Instruction — Please render every line of the data below as a JSON list of strings, one string per line, leaving out any blank lines.

Records for this exercise —
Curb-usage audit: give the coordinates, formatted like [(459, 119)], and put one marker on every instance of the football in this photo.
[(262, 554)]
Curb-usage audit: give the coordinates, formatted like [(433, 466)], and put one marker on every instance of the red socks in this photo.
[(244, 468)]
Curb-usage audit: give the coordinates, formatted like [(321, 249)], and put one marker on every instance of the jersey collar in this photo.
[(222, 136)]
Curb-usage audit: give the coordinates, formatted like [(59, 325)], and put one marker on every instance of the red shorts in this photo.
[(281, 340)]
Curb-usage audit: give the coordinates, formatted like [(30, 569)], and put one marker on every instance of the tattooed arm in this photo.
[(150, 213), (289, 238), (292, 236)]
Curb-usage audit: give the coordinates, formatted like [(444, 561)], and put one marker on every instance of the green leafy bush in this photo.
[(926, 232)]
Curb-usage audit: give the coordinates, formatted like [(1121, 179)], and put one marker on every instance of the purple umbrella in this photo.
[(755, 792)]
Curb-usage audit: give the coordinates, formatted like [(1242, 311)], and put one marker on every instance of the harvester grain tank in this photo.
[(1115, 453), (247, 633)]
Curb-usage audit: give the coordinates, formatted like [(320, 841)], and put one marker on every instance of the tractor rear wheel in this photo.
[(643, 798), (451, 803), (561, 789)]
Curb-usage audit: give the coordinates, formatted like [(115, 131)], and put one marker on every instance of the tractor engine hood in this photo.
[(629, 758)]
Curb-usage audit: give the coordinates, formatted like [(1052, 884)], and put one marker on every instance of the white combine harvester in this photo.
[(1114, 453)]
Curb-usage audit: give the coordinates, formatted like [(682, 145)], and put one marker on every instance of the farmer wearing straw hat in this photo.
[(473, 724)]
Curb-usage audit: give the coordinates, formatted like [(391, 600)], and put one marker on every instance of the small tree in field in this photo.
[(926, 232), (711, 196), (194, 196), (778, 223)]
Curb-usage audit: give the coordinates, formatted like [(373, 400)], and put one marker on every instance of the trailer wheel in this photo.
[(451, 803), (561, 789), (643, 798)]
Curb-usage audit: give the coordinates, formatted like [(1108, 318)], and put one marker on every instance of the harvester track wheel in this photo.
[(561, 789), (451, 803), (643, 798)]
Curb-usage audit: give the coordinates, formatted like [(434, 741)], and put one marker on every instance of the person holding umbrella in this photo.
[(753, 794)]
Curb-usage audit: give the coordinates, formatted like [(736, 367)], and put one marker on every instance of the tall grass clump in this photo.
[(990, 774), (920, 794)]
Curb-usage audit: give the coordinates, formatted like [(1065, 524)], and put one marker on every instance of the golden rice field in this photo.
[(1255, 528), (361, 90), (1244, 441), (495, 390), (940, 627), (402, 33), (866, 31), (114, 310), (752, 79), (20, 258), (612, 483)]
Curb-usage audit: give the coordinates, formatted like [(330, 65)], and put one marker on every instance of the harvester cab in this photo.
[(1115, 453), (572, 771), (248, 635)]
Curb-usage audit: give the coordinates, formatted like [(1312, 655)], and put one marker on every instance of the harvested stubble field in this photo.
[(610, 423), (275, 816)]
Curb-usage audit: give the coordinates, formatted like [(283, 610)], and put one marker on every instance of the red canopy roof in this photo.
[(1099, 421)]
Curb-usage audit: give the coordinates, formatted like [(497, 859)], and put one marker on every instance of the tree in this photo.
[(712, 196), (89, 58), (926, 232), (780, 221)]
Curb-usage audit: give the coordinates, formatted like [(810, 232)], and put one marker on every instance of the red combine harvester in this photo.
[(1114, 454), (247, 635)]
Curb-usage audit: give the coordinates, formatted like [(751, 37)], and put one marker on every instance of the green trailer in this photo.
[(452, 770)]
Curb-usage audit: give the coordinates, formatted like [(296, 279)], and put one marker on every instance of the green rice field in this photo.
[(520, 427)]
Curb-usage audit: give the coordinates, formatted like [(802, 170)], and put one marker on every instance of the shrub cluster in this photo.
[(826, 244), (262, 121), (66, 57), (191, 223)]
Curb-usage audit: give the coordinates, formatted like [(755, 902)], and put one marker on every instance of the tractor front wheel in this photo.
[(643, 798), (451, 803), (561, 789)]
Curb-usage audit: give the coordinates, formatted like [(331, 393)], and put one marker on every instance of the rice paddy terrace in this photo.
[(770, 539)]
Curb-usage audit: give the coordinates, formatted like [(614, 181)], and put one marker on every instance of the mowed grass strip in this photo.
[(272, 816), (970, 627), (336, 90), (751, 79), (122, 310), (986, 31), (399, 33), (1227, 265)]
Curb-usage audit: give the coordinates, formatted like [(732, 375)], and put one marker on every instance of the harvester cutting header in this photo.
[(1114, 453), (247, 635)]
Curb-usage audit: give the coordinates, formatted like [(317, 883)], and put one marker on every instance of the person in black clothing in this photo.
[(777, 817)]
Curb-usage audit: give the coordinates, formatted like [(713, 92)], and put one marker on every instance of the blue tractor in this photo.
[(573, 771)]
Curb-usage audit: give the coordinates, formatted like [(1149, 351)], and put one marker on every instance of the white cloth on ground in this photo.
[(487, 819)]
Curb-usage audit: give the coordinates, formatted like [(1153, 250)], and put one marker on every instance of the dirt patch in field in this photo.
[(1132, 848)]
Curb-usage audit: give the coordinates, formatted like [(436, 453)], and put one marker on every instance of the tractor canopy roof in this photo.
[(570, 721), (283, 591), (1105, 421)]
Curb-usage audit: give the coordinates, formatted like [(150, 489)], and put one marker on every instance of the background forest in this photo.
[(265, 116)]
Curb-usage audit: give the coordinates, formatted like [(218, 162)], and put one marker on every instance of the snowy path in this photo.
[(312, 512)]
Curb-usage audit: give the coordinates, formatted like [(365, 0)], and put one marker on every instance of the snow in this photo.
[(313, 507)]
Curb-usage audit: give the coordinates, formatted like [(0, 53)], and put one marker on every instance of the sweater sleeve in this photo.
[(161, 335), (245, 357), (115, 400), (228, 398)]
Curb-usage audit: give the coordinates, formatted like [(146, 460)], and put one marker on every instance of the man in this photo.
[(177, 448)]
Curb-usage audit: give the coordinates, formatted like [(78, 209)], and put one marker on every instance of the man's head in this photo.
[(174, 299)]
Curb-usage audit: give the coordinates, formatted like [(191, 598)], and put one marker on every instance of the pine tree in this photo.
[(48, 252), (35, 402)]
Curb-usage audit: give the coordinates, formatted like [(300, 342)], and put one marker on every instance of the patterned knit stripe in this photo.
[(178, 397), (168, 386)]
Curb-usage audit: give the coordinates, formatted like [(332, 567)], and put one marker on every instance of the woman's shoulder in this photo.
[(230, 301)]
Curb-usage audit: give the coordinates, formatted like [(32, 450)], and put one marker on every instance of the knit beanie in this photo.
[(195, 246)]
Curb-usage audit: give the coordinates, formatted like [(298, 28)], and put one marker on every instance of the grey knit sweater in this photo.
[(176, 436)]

Exercise solution —
[
  "Curb-usage audit: give the coordinates, formatted like [(459, 119)], and put one marker on every instance of the football in this photo.",
  "[(262, 554)]",
  "Curb-usage audit: give the coordinates, formatted like [(433, 466)], and put one marker on every instance of the red socks in this photo.",
  "[(244, 468)]",
  "Curb-usage audit: give the coordinates, formatted like [(321, 249)], and put one marker on every instance of the jersey collar in this photo.",
  "[(222, 136)]",
  "Curb-usage audit: give the coordinates, formatted like [(59, 325)], and put one marker on every instance of the red shorts in this photo.",
  "[(281, 340)]",
  "Curb-usage audit: give the coordinates, formatted like [(30, 569)], and put one marker on every instance of the tattooed arm in this photo.",
  "[(150, 213), (289, 238), (292, 236)]",
  "Curb-usage audit: give the coordinates, formatted like [(444, 561)], and put one marker on every instance of the green leafy bush in this photo.",
  "[(926, 232)]",
  "Curb-usage audit: give the coordinates, formatted like [(1121, 179)], and put one marker on every instance of the purple umbrella in this photo.",
  "[(755, 792)]",
  "Curb-usage audit: give the coordinates, formatted like [(1242, 311)], and put one marker on every instance of the harvester grain tank in this photo.",
  "[(1115, 453), (247, 633)]",
  "Curb-usage audit: give the coordinates, formatted like [(320, 841)], and put one marker on every instance of the tractor rear wheel in this photo.",
  "[(643, 798), (451, 803), (561, 789)]",
  "Curb-usage audit: give the coordinates, formatted like [(115, 131)], and put one marker on every instance of the tractor engine hood in this photo.",
  "[(629, 758)]",
  "Curb-usage audit: give the coordinates, formatted like [(1052, 884)], and put one marker on every instance of the white combine harvester in this photo.",
  "[(1114, 453)]",
  "Curb-usage audit: give the coordinates, formatted like [(682, 145)], and put one marker on every instance of the farmer wearing straw hat in this photo.",
  "[(473, 724)]",
  "Curb-usage audit: give the coordinates, formatted like [(391, 600)], and put one marker on every instance of the small tree in field in this photo.",
  "[(926, 232), (711, 196), (194, 196), (778, 223)]",
  "Curb-usage audit: give the coordinates, formatted like [(373, 400)], and put one marker on every instance of the trailer wheel in this photo.",
  "[(451, 803), (561, 789), (643, 798)]",
  "Curb-usage audit: give the coordinates, formatted like [(1108, 318)], and put one marker on every instance of the harvester track wheel in this photo.",
  "[(561, 789), (451, 803), (643, 798)]",
  "Curb-usage audit: give the coordinates, formatted like [(434, 741)], and put one marker on every instance of the person holding umbrella in this photo.",
  "[(753, 794)]",
  "Curb-usage audit: give the coordinates, formatted like [(736, 367)], and put one marker on every instance of the tall grass clump in this photo.",
  "[(990, 774), (920, 794)]",
  "Curb-usage audit: give the coordinates, formatted like [(1065, 524)], and put one marker on every instance of the golden rice field in this photo.",
  "[(1255, 528), (361, 90), (1244, 441), (495, 390), (940, 627), (402, 33), (866, 31), (114, 310), (752, 79), (20, 258), (612, 483)]",
  "Curb-usage audit: give the coordinates, formatted like [(330, 65)], and put one marker on every instance of the harvester cab in this photo.",
  "[(1115, 453), (572, 771), (248, 635)]",
  "Curb-usage audit: give the coordinates, formatted like [(1312, 655)], and put one marker on every instance of the harvested stubble field in this photo.",
  "[(610, 423), (275, 816)]",
  "Curb-usage audit: give the coordinates, formatted like [(283, 610)], and put one marker on every instance of the red canopy roof in this photo.",
  "[(1099, 421)]",
  "Curb-usage audit: give the coordinates, formatted like [(497, 859)], and put one marker on every instance of the tree in this photo.",
  "[(712, 196), (89, 58), (926, 232), (780, 221)]",
  "Curb-usage audit: give the coordinates, formatted like [(810, 232)], and put one marker on every instance of the red combine harvester in this photo.",
  "[(1114, 454), (247, 635)]",
  "Curb-usage audit: give the coordinates, formatted like [(751, 37)], and put one marker on every instance of the green trailer in this photo.",
  "[(452, 770)]",
  "Curb-usage audit: give the coordinates, formatted like [(296, 279)], and put one marker on every instance of the green rice field in this photo.",
  "[(520, 427)]",
  "Curb-usage audit: give the coordinates, formatted like [(802, 170)], and put one marker on every instance of the shrub cluster in this photo.",
  "[(826, 244), (262, 121), (66, 57), (191, 223)]",
  "Curb-usage audit: give the coordinates, formatted like [(755, 902)], and put one marker on every instance of the tractor front wheel in this photo.",
  "[(643, 798), (451, 803), (561, 789)]",
  "Curb-usage audit: give the coordinates, formatted like [(331, 393)], and put one marker on every instance of the rice paddy terrace in this photo.",
  "[(770, 539)]",
  "Curb-usage audit: give the coordinates, formatted like [(614, 181)], and put one marker on every instance of the mowed grass strip in this photo.",
  "[(272, 816), (970, 627), (336, 90), (751, 79), (122, 310), (986, 31), (399, 33), (1227, 265)]",
  "Curb-usage audit: give the coordinates, formatted like [(732, 375)], and put one marker on every instance of the harvester cutting header in this photo.",
  "[(1114, 453), (247, 635)]",
  "Curb-usage audit: give the coordinates, formatted like [(317, 883)], and put one marker on every instance of the person in black clothing in this photo.",
  "[(777, 817)]",
  "Curb-usage audit: give the coordinates, formatted like [(713, 92)], and put one marker on every instance of the blue tractor in this photo.",
  "[(573, 771)]",
  "Curb-usage audit: give the coordinates, formatted like [(1149, 351)], and put one marker on every instance of the white cloth on ground in this photo.",
  "[(487, 819)]",
  "Curb-usage audit: give the coordinates, formatted like [(1153, 250)], and put one marker on every instance of the dirt patch in field in this photo.",
  "[(1132, 848)]",
  "Curb-usage audit: give the coordinates, formatted like [(436, 453)], and put one marker on every instance of the tractor canopy roof in this photo.",
  "[(570, 721), (283, 591), (1105, 421)]",
  "Curb-usage audit: give the coordinates, formatted like [(150, 489)], and put one marker on every instance of the background forest in this photo.",
  "[(265, 116)]",
  "Curb-usage audit: give the coordinates, formatted like [(218, 162)], and put one marker on every instance of the snowy path in this photo.",
  "[(312, 512)]",
  "Curb-usage audit: give the coordinates, formatted like [(365, 0)], and put one marker on every instance of the snow in this photo.",
  "[(313, 507)]",
  "Curb-usage audit: give the coordinates, formatted like [(0, 53)], and put one marker on every instance of the sweater sleeve in this photo.",
  "[(161, 335), (245, 357), (115, 400), (228, 398)]",
  "Curb-usage audit: give the coordinates, formatted like [(146, 460)], and put one marker on every instance of the man in this photo.",
  "[(177, 448)]",
  "Curb-usage audit: give the coordinates, formatted like [(78, 209)], and put one marker on every instance of the man's head in this photo.",
  "[(174, 299)]",
  "Curb-usage audit: give the coordinates, formatted like [(191, 598)], and put one marker on every instance of the pine tree in this photo.",
  "[(48, 252), (35, 402)]",
  "Curb-usage audit: give the coordinates, formatted like [(300, 342)], and put one marker on every instance of the patterned knit stripe in this photo.",
  "[(178, 397), (168, 386)]",
  "Curb-usage audit: give the coordinates, formatted like [(332, 567)], and put one marker on every instance of the woman's shoulder in this photo.",
  "[(230, 301)]",
  "Curb-usage audit: give the coordinates, formatted like [(32, 450)], and put one marker on every instance of the knit beanie in this photo.",
  "[(195, 246)]",
  "Curb-usage audit: give the coordinates, formatted like [(298, 28)], and put one marker on every instance of the grey knit sweater in this photo.",
  "[(176, 436)]"
]